**What you need to do:**
Among the entries below, only the lines starting at the one with "Segment the fur-trimmed hood." and ending at the one with "Segment the wooden support beam.", both included, are to be printed exactly.

**Data records:**
+++

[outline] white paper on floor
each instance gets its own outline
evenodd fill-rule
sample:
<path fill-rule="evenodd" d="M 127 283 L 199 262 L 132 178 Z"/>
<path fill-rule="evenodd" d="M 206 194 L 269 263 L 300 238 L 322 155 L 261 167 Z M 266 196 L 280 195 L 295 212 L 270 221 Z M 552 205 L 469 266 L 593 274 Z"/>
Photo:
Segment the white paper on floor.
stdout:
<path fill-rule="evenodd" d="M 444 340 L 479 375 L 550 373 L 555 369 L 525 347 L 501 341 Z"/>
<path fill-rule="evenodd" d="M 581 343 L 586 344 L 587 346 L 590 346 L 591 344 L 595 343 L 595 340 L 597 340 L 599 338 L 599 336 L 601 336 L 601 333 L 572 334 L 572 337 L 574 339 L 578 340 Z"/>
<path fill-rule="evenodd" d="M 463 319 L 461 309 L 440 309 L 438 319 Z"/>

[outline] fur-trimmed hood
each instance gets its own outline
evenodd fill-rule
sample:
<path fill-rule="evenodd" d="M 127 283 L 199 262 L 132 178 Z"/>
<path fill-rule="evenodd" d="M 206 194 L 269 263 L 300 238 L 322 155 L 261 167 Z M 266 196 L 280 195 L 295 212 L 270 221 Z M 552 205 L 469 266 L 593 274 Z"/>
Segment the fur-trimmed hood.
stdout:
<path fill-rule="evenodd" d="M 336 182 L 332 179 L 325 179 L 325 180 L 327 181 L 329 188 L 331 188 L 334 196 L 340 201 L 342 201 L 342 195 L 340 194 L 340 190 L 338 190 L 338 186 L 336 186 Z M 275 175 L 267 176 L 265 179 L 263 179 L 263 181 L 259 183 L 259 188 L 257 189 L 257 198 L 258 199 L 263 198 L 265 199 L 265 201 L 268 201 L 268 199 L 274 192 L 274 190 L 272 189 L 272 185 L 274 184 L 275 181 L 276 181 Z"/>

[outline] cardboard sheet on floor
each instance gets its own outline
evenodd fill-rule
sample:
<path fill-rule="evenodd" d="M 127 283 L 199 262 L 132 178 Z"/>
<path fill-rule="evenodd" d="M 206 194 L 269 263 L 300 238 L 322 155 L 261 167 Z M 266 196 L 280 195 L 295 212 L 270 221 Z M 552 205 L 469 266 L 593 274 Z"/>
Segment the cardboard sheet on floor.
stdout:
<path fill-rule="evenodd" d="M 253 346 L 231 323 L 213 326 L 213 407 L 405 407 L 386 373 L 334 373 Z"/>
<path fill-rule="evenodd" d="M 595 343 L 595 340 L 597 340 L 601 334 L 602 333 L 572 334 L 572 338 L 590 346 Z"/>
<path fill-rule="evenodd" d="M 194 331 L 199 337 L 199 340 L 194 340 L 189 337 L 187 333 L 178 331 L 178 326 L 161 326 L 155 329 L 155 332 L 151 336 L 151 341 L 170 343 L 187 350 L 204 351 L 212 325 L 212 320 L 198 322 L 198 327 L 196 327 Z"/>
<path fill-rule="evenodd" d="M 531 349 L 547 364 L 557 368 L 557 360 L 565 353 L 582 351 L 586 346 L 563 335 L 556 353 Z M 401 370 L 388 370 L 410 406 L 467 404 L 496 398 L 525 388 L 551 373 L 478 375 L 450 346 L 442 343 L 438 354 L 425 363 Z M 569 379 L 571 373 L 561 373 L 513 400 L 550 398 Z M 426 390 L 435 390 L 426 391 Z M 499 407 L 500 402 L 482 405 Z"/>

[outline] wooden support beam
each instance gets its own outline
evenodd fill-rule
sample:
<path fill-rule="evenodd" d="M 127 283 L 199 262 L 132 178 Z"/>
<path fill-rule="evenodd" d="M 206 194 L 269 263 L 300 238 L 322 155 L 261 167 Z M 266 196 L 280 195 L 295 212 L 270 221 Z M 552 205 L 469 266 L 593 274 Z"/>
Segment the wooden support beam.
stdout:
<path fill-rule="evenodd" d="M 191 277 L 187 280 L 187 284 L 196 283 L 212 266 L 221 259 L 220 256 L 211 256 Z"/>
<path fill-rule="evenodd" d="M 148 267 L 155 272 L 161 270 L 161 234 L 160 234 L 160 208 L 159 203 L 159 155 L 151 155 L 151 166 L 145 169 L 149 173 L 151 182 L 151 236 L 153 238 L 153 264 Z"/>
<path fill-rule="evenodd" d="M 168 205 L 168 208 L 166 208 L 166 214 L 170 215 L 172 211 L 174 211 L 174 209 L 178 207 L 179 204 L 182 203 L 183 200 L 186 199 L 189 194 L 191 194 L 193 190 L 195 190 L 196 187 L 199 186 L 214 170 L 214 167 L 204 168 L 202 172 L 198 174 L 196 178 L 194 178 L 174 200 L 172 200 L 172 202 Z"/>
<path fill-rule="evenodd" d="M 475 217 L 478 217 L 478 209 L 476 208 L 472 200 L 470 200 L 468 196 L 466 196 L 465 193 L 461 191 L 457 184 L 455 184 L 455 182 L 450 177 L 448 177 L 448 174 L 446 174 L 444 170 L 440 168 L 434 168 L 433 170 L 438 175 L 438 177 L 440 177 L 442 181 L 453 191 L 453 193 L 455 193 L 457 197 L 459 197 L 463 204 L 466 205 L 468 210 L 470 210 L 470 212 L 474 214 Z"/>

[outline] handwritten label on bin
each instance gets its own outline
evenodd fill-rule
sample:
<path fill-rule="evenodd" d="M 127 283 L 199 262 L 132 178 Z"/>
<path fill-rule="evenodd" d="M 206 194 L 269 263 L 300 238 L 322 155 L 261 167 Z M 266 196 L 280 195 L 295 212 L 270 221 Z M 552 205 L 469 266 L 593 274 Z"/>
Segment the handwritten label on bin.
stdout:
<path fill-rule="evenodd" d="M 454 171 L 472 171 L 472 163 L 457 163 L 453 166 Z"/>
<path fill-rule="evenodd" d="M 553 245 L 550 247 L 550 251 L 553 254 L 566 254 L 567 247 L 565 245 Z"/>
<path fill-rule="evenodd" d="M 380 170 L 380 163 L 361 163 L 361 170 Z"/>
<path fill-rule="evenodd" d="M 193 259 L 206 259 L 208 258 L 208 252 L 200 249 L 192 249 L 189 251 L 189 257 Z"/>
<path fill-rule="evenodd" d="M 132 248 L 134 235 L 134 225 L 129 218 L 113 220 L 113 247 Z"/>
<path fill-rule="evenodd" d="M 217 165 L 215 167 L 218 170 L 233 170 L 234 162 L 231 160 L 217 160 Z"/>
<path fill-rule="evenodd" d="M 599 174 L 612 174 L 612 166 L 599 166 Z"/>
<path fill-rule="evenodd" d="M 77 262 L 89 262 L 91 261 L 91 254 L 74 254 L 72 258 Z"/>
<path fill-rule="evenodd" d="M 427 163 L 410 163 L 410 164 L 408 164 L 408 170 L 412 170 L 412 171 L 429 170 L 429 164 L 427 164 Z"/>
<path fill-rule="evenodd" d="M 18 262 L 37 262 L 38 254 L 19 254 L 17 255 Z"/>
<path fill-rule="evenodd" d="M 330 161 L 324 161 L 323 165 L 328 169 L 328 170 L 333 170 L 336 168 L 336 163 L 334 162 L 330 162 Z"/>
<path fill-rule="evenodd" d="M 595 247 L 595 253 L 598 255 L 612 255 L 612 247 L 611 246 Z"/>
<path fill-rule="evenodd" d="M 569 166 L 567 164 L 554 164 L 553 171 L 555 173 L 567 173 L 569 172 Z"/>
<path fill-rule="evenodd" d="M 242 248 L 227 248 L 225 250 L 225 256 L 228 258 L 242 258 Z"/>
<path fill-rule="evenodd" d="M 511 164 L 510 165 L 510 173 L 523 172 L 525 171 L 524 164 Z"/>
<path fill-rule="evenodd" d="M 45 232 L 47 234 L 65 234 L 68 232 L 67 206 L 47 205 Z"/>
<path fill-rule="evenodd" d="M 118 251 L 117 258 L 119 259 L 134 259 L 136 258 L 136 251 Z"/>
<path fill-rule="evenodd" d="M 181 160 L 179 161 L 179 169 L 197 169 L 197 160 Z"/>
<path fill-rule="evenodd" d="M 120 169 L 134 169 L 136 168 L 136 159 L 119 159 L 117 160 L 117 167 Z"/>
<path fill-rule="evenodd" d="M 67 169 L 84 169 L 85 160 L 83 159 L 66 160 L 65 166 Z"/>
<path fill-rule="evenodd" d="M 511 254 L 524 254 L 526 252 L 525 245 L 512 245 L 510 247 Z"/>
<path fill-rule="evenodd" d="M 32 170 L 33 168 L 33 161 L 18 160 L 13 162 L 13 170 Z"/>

+++

**Answer space:**
Segment the fur-trimmed hood.
stdout:
<path fill-rule="evenodd" d="M 336 182 L 332 179 L 325 179 L 325 180 L 327 181 L 329 188 L 331 188 L 334 196 L 340 201 L 342 201 L 342 195 L 340 194 L 340 190 L 338 190 L 338 186 L 336 186 Z M 275 175 L 267 176 L 265 179 L 263 179 L 263 181 L 259 183 L 259 188 L 257 189 L 257 198 L 258 199 L 263 198 L 265 199 L 265 201 L 268 201 L 268 199 L 274 192 L 274 190 L 272 189 L 272 185 L 274 184 L 275 181 L 276 181 Z"/>

[outline] cardboard sheet on floor
each instance gets its own outline
evenodd fill-rule
sample:
<path fill-rule="evenodd" d="M 127 283 L 199 262 L 132 178 Z"/>
<path fill-rule="evenodd" d="M 206 194 L 269 263 L 300 238 L 322 155 L 261 167 Z M 266 196 L 280 195 L 295 212 L 270 221 Z M 552 205 L 469 266 L 593 274 Z"/>
Segment the cardboard sheet on floor.
stdout:
<path fill-rule="evenodd" d="M 253 346 L 231 323 L 213 326 L 213 407 L 405 407 L 386 373 L 334 373 Z"/>
<path fill-rule="evenodd" d="M 595 343 L 595 340 L 597 340 L 601 334 L 602 333 L 572 334 L 572 338 L 590 346 Z"/>
<path fill-rule="evenodd" d="M 194 331 L 199 337 L 199 340 L 194 340 L 189 337 L 187 333 L 178 331 L 178 326 L 161 326 L 155 329 L 155 332 L 151 336 L 151 341 L 170 343 L 187 350 L 204 351 L 212 325 L 212 320 L 198 322 L 198 327 L 196 327 Z"/>
<path fill-rule="evenodd" d="M 531 349 L 547 364 L 557 368 L 557 360 L 565 353 L 582 351 L 586 346 L 563 335 L 556 353 Z M 401 370 L 388 370 L 410 406 L 467 404 L 496 398 L 525 388 L 551 373 L 478 375 L 450 346 L 442 343 L 438 354 L 425 363 Z M 569 379 L 571 373 L 561 373 L 513 400 L 550 398 Z M 426 390 L 435 390 L 426 391 Z M 499 407 L 500 402 L 482 405 Z"/>

[outline] wooden support beam
each instance gets its own outline
evenodd fill-rule
sample:
<path fill-rule="evenodd" d="M 127 283 L 199 262 L 132 178 Z"/>
<path fill-rule="evenodd" d="M 206 194 L 269 263 L 300 238 L 322 155 L 261 167 Z M 266 196 L 280 195 L 295 212 L 270 221 Z M 552 205 L 469 266 L 593 274 Z"/>
Segment the wooden support beam.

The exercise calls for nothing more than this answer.